* Jouw opdracht: Filter de regels hieronder: welke bevatten het woord "person"? Neem elk van die regels ongewijzigd over.

* Dataregels:
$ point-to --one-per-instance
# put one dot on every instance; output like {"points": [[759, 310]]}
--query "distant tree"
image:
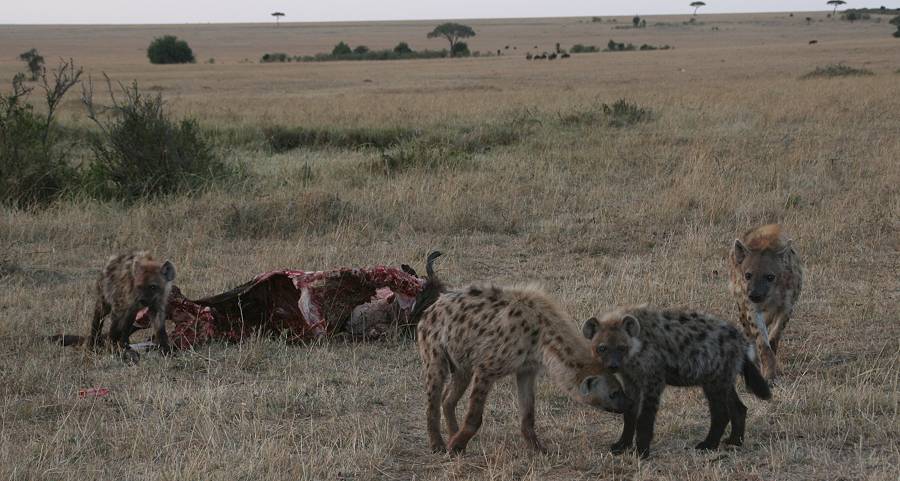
{"points": [[453, 32], [168, 49], [836, 4], [402, 48], [35, 62], [341, 49], [696, 6]]}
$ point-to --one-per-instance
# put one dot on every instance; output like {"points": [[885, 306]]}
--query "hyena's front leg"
{"points": [[778, 325], [101, 310], [162, 339], [647, 419]]}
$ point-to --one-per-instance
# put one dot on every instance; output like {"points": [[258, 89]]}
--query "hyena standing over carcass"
{"points": [[129, 283], [654, 348], [765, 279], [481, 334]]}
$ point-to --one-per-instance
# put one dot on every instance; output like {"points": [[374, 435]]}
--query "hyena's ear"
{"points": [[590, 327], [632, 325], [739, 251], [168, 271]]}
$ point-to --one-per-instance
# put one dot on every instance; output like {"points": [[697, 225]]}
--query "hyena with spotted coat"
{"points": [[129, 283], [655, 348], [765, 278], [480, 334]]}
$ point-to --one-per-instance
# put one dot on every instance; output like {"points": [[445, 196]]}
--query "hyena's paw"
{"points": [[619, 447]]}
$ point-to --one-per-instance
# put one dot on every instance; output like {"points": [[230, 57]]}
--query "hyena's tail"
{"points": [[430, 291], [67, 339], [754, 380]]}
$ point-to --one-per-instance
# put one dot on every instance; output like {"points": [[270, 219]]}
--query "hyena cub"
{"points": [[131, 282], [653, 348], [480, 334], [765, 279]]}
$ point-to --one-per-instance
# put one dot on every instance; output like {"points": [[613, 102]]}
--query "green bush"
{"points": [[34, 164], [837, 70], [168, 49], [341, 49], [460, 49], [141, 152]]}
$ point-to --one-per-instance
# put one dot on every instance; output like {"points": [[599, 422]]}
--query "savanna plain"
{"points": [[530, 180]]}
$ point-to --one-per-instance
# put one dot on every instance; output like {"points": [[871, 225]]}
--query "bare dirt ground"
{"points": [[599, 215]]}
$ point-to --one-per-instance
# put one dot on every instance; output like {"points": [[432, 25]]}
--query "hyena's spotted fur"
{"points": [[655, 348], [765, 279], [128, 283], [480, 334]]}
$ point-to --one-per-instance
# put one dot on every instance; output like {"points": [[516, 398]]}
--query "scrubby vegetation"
{"points": [[140, 151], [35, 166], [169, 49], [837, 70]]}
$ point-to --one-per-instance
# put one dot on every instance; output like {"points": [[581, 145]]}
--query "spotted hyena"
{"points": [[131, 282], [480, 334], [655, 348], [765, 279]]}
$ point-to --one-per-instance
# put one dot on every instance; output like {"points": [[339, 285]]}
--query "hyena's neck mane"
{"points": [[566, 353]]}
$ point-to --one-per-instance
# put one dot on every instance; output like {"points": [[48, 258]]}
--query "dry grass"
{"points": [[600, 215]]}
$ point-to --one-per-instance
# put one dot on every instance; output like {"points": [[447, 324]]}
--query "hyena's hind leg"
{"points": [[459, 382], [481, 386], [525, 380], [435, 376], [101, 310], [737, 413], [717, 397]]}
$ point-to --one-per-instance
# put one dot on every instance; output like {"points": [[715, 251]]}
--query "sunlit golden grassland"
{"points": [[600, 216]]}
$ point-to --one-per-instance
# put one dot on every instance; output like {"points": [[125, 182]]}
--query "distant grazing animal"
{"points": [[655, 348], [765, 278], [480, 334]]}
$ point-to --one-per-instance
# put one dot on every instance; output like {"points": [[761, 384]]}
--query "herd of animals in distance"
{"points": [[621, 361]]}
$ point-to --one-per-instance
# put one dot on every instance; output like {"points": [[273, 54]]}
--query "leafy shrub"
{"points": [[275, 57], [141, 152], [341, 49], [282, 139], [35, 62], [168, 49], [460, 49], [579, 48], [34, 166], [837, 70]]}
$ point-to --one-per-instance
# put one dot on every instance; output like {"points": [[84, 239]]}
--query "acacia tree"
{"points": [[277, 16], [697, 5], [35, 62], [836, 4], [453, 32]]}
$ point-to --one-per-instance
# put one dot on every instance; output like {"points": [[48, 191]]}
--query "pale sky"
{"points": [[215, 11]]}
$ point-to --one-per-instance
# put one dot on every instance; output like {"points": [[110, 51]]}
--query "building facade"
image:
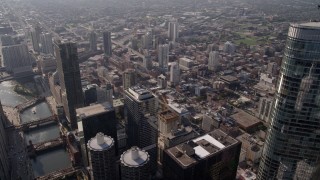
{"points": [[4, 161], [163, 56], [102, 157], [69, 79], [138, 103], [294, 135], [135, 164], [107, 44], [173, 30], [46, 45], [93, 41], [213, 60], [174, 73], [129, 78]]}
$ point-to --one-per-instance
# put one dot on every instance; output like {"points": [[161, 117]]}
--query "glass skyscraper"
{"points": [[293, 141]]}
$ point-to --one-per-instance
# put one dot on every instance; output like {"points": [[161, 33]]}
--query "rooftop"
{"points": [[168, 116], [94, 110], [311, 24], [139, 93], [193, 151], [134, 157], [244, 119], [100, 143]]}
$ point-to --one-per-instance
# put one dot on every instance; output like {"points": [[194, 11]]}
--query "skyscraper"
{"points": [[173, 30], [107, 44], [138, 103], [35, 37], [129, 78], [102, 157], [213, 60], [70, 79], [174, 73], [135, 164], [163, 56], [294, 133], [46, 45], [93, 41], [4, 162]]}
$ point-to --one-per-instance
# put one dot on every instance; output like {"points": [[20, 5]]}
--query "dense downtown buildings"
{"points": [[4, 161], [102, 157], [292, 144], [180, 89], [69, 76], [107, 45], [212, 156]]}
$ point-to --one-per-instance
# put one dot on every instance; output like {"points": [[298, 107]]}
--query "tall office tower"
{"points": [[174, 73], [138, 102], [109, 93], [102, 157], [4, 161], [294, 134], [135, 164], [6, 40], [129, 78], [229, 48], [213, 60], [16, 56], [97, 118], [70, 79], [93, 41], [265, 107], [147, 62], [147, 40], [173, 30], [163, 56], [35, 37], [162, 81], [212, 156], [107, 44], [46, 45], [134, 44], [105, 93], [90, 94]]}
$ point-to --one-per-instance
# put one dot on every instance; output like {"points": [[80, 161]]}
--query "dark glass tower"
{"points": [[107, 44], [293, 141], [70, 80]]}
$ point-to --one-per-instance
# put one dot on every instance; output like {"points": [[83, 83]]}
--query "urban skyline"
{"points": [[159, 90]]}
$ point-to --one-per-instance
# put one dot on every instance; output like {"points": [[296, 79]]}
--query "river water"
{"points": [[50, 160]]}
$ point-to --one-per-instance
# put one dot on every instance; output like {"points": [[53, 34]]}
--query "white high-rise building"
{"points": [[129, 78], [213, 60], [46, 45], [35, 37], [16, 56], [102, 157], [229, 48], [163, 56], [93, 41], [174, 73], [173, 30]]}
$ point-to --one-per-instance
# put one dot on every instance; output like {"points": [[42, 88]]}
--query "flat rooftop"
{"points": [[245, 120], [193, 151], [168, 116], [94, 110], [311, 24]]}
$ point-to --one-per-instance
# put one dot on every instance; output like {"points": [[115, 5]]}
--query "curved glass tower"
{"points": [[292, 148]]}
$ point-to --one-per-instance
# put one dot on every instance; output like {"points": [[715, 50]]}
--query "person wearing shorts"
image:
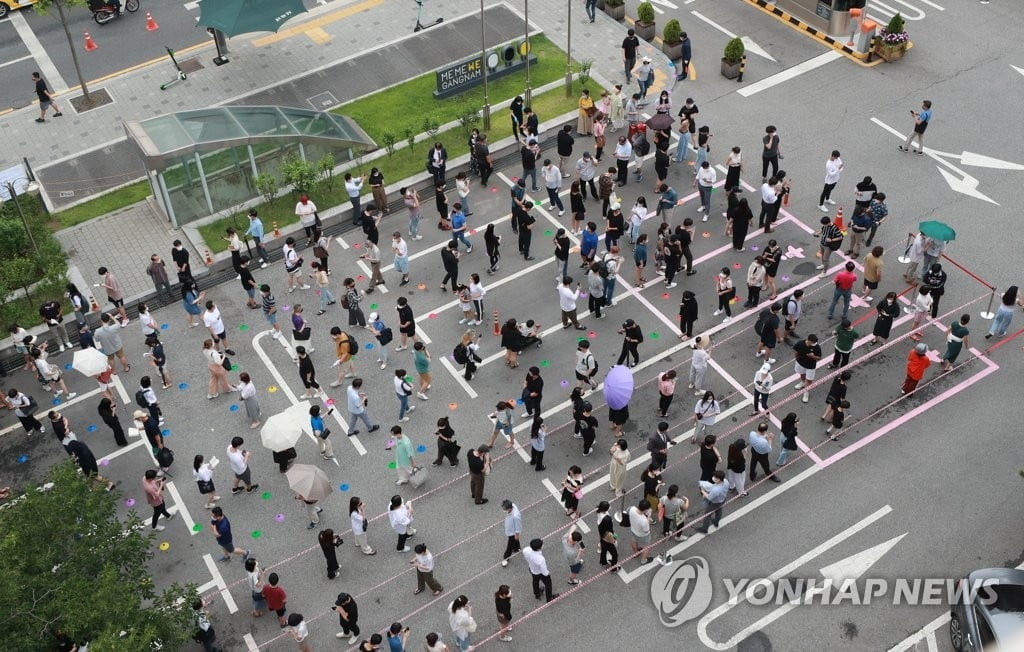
{"points": [[808, 353]]}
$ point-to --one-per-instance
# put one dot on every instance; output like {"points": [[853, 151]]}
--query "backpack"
{"points": [[461, 353], [763, 317]]}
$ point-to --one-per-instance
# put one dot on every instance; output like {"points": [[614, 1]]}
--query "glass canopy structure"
{"points": [[203, 162]]}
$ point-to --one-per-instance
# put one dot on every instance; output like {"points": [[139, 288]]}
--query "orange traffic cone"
{"points": [[839, 219]]}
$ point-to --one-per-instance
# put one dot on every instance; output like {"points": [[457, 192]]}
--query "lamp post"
{"points": [[483, 63], [527, 92], [31, 186]]}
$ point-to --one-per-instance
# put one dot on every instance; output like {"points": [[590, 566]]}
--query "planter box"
{"points": [[646, 31], [730, 71], [616, 12]]}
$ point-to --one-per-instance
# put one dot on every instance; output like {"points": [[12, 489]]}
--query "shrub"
{"points": [[673, 33], [734, 50], [645, 12]]}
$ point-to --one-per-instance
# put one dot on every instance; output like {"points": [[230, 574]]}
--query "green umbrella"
{"points": [[937, 230], [242, 16]]}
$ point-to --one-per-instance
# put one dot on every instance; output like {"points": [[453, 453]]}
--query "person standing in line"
{"points": [[348, 616], [154, 488], [203, 474], [844, 283], [423, 561], [358, 523], [698, 364], [403, 462], [714, 493], [834, 167], [400, 516], [956, 340], [47, 98], [276, 599], [771, 154], [763, 382], [538, 434], [239, 459], [807, 354], [478, 462], [513, 530], [921, 120], [639, 519], [462, 622], [916, 362], [321, 432]]}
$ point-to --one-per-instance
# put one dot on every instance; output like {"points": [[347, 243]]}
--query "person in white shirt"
{"points": [[566, 301], [539, 569], [834, 166], [705, 182]]}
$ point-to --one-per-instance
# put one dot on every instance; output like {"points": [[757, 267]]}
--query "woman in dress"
{"points": [[247, 391], [887, 310], [733, 165], [956, 339], [585, 124], [616, 469]]}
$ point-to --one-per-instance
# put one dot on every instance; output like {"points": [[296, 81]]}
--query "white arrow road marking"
{"points": [[749, 44], [785, 570]]}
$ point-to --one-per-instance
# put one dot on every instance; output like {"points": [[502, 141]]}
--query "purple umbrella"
{"points": [[619, 387]]}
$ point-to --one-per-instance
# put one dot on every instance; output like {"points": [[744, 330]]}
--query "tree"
{"points": [[71, 565], [43, 7]]}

* Antwoord hieronder:
--query "person wearing shorts"
--query "person standing in line"
--query "person in white shirt"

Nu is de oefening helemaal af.